* TEXT *
Trauma- and Stressor-Related Disorders

“As an undergraduate student in psychology, I was taught that multiple personalities were a very rare and bizarre disorder. That is all that I was taught on ... It soon became apparent that what I had been taught was simply not true. Not only was I meeting people with multiplicity; these individuals entering my life were normal human beings with much to offer. They were simply people who had endured more than their share of pain in this life and were struggling to make sense of it.”

― Deborah Bray Haddock, The Dissociative Identity Disorder Sourcebook

Trauma- and Stressor Related Disorders


Image by Cpl. Andrew Johnston


Trauma- and stressor-related disorders are disorders that are caused by trauma or extreme stress. These disorders are closely related to anxiety disorders, obsessive-compulsive and related disorders, and dissociative disorders. Symptoms of trauma- and stressor-related disorders revolve around fear, anger and aggression, or dissociation as a result of the trauma experienced. Symptoms of these disorders may be primarily internalized or externalized (American Psychiatric Association, 2013).1


Trauma- and stressor-related disorders include:

Reactive attachment disorder (RAD)

Disinhibited social engagement disorder

Posttraumatic stress disorder (PTSD)

Acute stress disorder

Adjustment disorders


Disinhibited social engagement disorder, acute stress disorder, and adjustment disorders are not addressed within a unique page on this website. However, disinhibited social engagement disorder is characterized by a child displaying culturally inappropriate and overly familiar behavior with relative strangers due to the child having experienced insufficient care that prevented the formation of selective attachment at an early age. Acute stress disorder is very similar to posttraumatic stress disorder but has a pattern of symptoms that only last from three days to one month after the trauma. Adjustment disorders are also similar to PTSD but are diagnosed either when a trauma that would merit a diagnosis of PTSD has occurred but not all other criteria necessary for a diagnosis of PTSD are met or when the symptom pattern of PTSD occurs in response to an event that would not count as a trauma (American Psychiatric Association, 2013).1


Additionally, complex-posttraumatic stress disorder (C-PTSD) is commonly discussed in trauma and dissociation research and has been proposed for inclusion in the ICD-11.




1 American Psychiatric Association. (2013). Trauma- and Stressor-Related Disorders. In Diagnostic and statistical manual of mental disorders (5th ed.). http://dx.doi.org/10.1176/appi.books.9780890425596.dsm08

"For a long time I thought that my father had only ever related to me in an abusive way, but then recently I found an alter who holds memories of good times we had with him when I was very young. Getting to know this alter is proving to be quite healing because it's helping me to come to see my father as a human being with both good and bad in him rather than just as an abuser."

* QUESTIONS TO ANSWER *
A - From the text on trauma- and stressor-related disorders, print the passage from "Trauma- and Stressor Related" up to and including "attachment disorder (RAD)".
B - According to the text on trauma- and stressor-related disorders, how long do the symptoms of acute stress disorder last?
C - Say whether each statement agrees with the text on trauma- and stressor-related disorders, and quote the words that decide it. (i) Trauma- and stressor-related disorders are closely related to anxiety disorders. (ii) Adjustment disorders have their own page on the website. (iii) Complex-posttraumatic stress disorder has been proposed for inclusion in the ICD-11.

* EXTRACTED ENTRIES *
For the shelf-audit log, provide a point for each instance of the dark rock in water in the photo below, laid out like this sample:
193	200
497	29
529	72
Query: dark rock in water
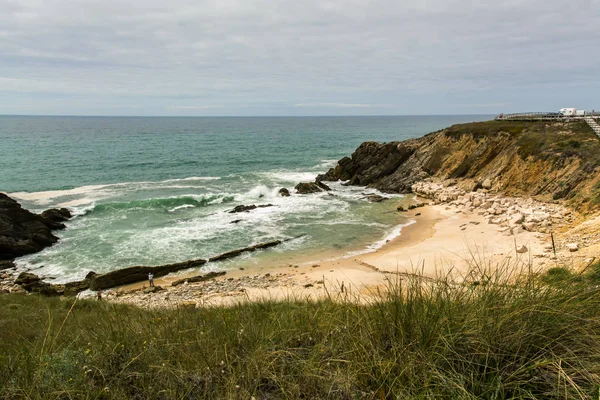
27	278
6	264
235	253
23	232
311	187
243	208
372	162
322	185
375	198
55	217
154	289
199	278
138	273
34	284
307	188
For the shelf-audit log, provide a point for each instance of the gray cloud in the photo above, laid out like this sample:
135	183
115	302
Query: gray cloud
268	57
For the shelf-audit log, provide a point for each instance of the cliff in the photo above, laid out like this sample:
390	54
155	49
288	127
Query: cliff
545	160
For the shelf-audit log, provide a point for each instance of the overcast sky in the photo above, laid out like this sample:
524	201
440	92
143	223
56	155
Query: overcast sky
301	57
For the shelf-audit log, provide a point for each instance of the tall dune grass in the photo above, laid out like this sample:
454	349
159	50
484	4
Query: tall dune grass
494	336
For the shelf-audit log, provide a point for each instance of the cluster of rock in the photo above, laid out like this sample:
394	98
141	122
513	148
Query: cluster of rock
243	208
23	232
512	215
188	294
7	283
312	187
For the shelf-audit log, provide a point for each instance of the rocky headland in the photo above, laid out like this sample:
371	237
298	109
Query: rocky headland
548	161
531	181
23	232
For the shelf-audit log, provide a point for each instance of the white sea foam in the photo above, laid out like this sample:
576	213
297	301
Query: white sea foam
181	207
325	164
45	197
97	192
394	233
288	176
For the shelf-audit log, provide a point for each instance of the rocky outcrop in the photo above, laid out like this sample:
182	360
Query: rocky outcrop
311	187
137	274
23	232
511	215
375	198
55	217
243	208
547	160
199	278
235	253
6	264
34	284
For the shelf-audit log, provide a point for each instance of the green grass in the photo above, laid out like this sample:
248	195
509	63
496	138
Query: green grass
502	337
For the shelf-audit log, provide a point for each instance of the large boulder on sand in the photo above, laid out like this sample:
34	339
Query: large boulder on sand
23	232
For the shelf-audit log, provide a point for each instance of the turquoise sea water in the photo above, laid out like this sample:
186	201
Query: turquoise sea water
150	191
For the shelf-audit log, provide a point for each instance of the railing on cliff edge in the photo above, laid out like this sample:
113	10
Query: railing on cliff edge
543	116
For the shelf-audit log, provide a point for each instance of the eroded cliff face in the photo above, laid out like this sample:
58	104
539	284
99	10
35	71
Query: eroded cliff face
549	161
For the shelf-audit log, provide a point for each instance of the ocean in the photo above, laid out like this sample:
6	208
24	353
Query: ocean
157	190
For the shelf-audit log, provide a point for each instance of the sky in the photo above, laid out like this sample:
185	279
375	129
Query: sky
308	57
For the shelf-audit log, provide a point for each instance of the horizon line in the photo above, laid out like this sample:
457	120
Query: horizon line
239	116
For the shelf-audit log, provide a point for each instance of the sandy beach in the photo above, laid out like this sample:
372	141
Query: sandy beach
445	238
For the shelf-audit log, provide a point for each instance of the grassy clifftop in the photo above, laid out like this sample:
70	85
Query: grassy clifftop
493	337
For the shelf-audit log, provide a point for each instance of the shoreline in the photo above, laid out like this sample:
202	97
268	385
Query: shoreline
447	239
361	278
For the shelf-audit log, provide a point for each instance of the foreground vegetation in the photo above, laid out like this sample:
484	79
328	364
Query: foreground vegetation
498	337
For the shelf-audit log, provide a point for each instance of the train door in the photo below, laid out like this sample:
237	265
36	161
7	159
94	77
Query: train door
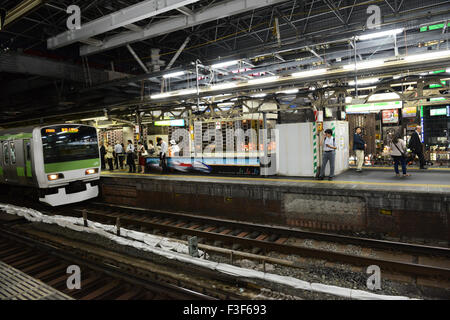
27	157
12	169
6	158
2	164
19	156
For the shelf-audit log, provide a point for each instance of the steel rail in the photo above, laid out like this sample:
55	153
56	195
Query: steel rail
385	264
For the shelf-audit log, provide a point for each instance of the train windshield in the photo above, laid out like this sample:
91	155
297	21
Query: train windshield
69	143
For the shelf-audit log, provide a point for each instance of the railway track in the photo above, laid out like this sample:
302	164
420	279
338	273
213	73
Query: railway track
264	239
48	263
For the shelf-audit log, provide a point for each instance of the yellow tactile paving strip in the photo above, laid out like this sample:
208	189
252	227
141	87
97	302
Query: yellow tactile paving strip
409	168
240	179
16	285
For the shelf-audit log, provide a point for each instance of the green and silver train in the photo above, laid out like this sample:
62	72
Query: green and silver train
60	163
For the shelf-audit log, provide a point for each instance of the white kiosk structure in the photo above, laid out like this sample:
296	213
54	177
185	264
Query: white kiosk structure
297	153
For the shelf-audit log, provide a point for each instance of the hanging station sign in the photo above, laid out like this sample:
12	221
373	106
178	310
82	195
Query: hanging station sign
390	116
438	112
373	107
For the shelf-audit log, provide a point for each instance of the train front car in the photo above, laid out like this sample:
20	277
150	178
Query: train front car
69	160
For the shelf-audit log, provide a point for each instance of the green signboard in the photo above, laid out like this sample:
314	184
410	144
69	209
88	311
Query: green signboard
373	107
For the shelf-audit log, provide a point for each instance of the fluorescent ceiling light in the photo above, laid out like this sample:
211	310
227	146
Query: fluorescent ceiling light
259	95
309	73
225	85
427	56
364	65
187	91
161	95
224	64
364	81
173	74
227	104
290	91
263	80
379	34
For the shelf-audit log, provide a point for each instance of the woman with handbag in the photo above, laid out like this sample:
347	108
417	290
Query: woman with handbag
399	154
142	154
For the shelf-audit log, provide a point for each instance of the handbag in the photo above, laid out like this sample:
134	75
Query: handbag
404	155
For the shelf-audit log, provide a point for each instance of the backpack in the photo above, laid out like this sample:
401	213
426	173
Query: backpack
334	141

* EXERCISE SOLUTIONS *
A -
Trauma- and Stressor Related Disorders


Image by Cpl. Andrew Johnston


Trauma- and stressor-related disorders are disorders that are caused by trauma or extreme stress. These disorders are closely related to anxiety disorders, obsessive-compulsive and related disorders, and dissociative disorders. Symptoms of trauma- and stressor-related disorders revolve around fear, anger and aggression, or dissociation as a result of the trauma experienced. Symptoms of these disorders may be primarily internalized or externalized (American Psychiatric Association, 2013).1


Trauma- and stressor-related disorders include:

Reactive attachment disorder (RAD)

B - From three days to one month after the trauma.

C -
(i) Yes: "These disorders are closely related to anxiety disorders"
(ii) No: "Disinhibited social engagement disorder, acute stress disorder, and adjustment disorders are not addressed within a unique page on this website"
(iii) Yes: "has been proposed for inclusion in the ICD-11"